Work order: Every line below from the one containing "(1018, 157)" through the one containing "Teacher note: indicate the player's bare" must be transcribed exactly. Omit all lines outside that stretch.

Data extract:
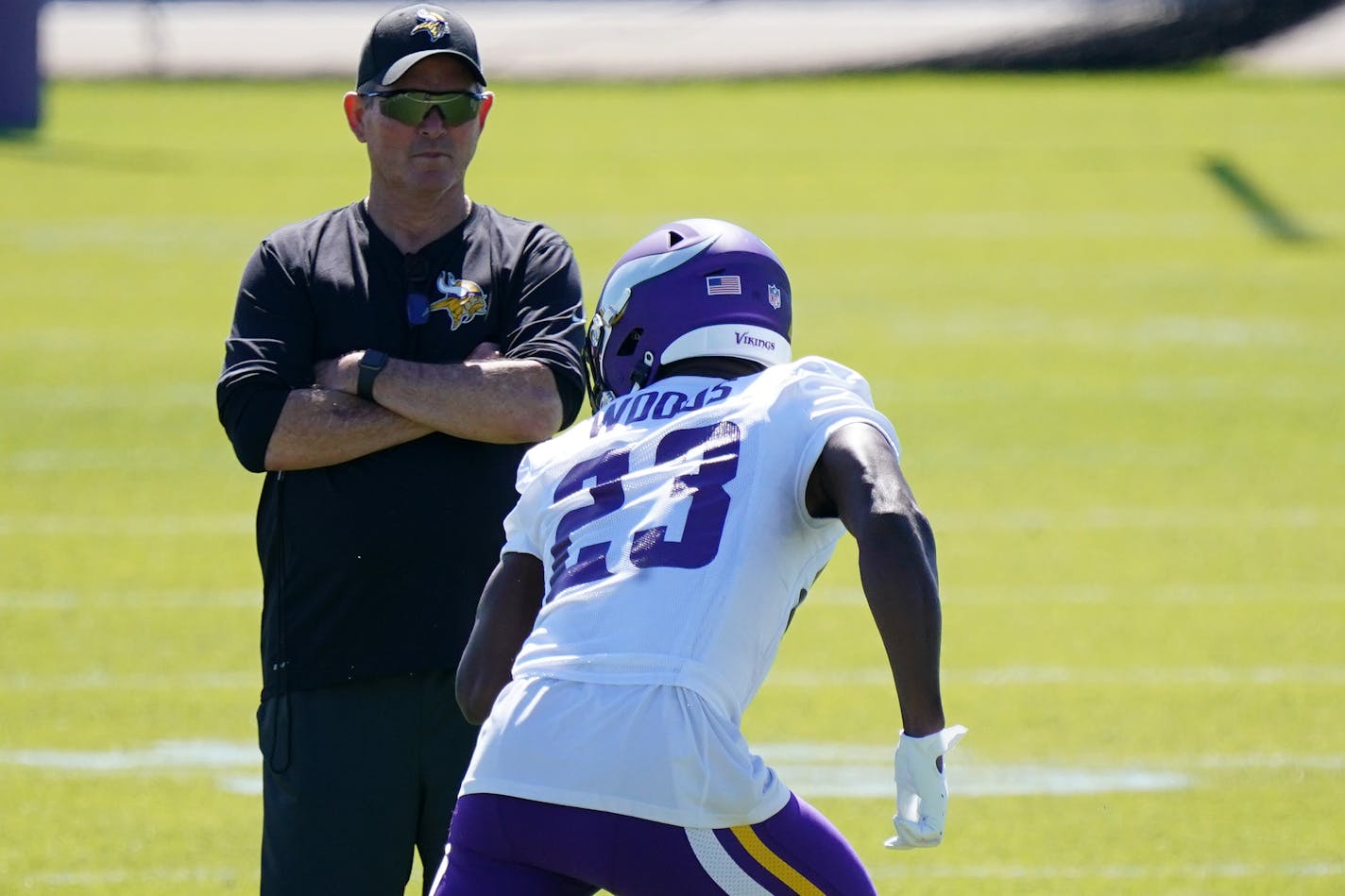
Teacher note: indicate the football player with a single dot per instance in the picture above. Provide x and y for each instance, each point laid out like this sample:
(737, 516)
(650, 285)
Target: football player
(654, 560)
---
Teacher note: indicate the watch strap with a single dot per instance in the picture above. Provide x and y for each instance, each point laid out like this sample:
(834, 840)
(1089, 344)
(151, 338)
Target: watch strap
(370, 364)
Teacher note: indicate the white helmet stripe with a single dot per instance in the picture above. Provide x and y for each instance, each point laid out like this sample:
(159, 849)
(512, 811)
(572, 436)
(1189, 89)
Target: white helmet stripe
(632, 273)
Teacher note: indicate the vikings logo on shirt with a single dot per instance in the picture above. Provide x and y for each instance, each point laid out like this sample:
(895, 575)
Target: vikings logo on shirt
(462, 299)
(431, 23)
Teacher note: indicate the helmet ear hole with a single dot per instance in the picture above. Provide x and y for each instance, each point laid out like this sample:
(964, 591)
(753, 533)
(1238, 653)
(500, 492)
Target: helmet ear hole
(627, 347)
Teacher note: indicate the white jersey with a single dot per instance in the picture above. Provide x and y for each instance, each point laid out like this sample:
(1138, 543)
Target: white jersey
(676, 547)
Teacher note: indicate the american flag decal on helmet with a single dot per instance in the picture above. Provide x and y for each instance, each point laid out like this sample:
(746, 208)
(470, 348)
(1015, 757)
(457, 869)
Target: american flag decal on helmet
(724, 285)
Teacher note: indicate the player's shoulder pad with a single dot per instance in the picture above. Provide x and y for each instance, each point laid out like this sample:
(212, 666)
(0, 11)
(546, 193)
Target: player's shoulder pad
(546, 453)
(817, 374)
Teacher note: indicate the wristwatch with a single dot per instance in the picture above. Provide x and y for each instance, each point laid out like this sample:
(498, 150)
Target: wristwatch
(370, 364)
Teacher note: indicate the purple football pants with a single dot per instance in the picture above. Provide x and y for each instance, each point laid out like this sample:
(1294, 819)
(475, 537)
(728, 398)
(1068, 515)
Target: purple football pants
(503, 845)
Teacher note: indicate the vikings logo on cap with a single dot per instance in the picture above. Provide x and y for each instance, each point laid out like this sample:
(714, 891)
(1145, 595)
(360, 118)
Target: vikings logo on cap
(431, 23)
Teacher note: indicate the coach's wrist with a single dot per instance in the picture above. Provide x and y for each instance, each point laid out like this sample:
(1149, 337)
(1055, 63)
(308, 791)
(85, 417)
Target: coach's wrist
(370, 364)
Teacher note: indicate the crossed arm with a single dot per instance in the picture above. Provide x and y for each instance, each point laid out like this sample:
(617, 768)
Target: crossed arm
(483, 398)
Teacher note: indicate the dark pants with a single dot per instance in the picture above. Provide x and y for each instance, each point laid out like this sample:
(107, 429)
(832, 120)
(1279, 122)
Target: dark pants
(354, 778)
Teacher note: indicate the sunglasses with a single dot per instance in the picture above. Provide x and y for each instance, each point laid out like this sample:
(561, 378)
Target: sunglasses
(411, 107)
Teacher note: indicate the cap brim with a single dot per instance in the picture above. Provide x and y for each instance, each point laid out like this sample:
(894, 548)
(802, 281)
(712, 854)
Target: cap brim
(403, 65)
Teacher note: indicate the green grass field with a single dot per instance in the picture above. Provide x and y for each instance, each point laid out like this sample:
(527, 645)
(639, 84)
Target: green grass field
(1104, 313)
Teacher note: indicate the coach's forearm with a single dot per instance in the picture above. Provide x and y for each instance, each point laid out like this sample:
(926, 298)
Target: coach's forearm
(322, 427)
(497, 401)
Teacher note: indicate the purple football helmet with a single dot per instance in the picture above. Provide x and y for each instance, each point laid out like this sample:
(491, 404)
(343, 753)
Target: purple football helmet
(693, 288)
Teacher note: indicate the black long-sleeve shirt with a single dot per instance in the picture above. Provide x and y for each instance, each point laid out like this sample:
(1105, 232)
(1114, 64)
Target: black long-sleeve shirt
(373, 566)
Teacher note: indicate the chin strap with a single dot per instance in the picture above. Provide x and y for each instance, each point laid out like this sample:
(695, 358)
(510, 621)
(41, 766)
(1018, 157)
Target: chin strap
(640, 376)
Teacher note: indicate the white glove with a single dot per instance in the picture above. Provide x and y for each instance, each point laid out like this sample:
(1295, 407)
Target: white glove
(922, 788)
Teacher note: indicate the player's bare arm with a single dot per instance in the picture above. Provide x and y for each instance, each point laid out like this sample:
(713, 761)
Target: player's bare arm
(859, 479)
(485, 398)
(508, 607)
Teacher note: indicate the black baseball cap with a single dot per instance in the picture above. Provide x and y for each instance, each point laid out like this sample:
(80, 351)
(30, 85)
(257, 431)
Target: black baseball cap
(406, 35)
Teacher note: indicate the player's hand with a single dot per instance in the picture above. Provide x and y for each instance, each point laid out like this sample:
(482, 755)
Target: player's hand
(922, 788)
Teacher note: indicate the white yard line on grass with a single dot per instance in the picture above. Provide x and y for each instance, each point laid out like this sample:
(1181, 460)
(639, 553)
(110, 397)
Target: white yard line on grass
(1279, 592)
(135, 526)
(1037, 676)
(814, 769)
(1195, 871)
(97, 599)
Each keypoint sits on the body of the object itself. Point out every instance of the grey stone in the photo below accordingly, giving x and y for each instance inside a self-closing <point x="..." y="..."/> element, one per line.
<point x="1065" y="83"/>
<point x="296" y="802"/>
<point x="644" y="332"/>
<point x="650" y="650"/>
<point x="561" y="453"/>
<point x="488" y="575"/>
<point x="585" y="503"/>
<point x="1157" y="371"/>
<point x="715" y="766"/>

Answer to this exercise:
(1018, 157)
Target: chin strap
(640, 376)
Teacher note: indicate the white glove with a single dot per instance in the picture above. Provide x and y for each instance, each point laid out like this sample:
(1295, 407)
Target: white glove
(922, 788)
Teacher note: indicate the player's bare arm with a single dot per instance in the picture above. Provide x and y for each instance, each point laid out like this sample:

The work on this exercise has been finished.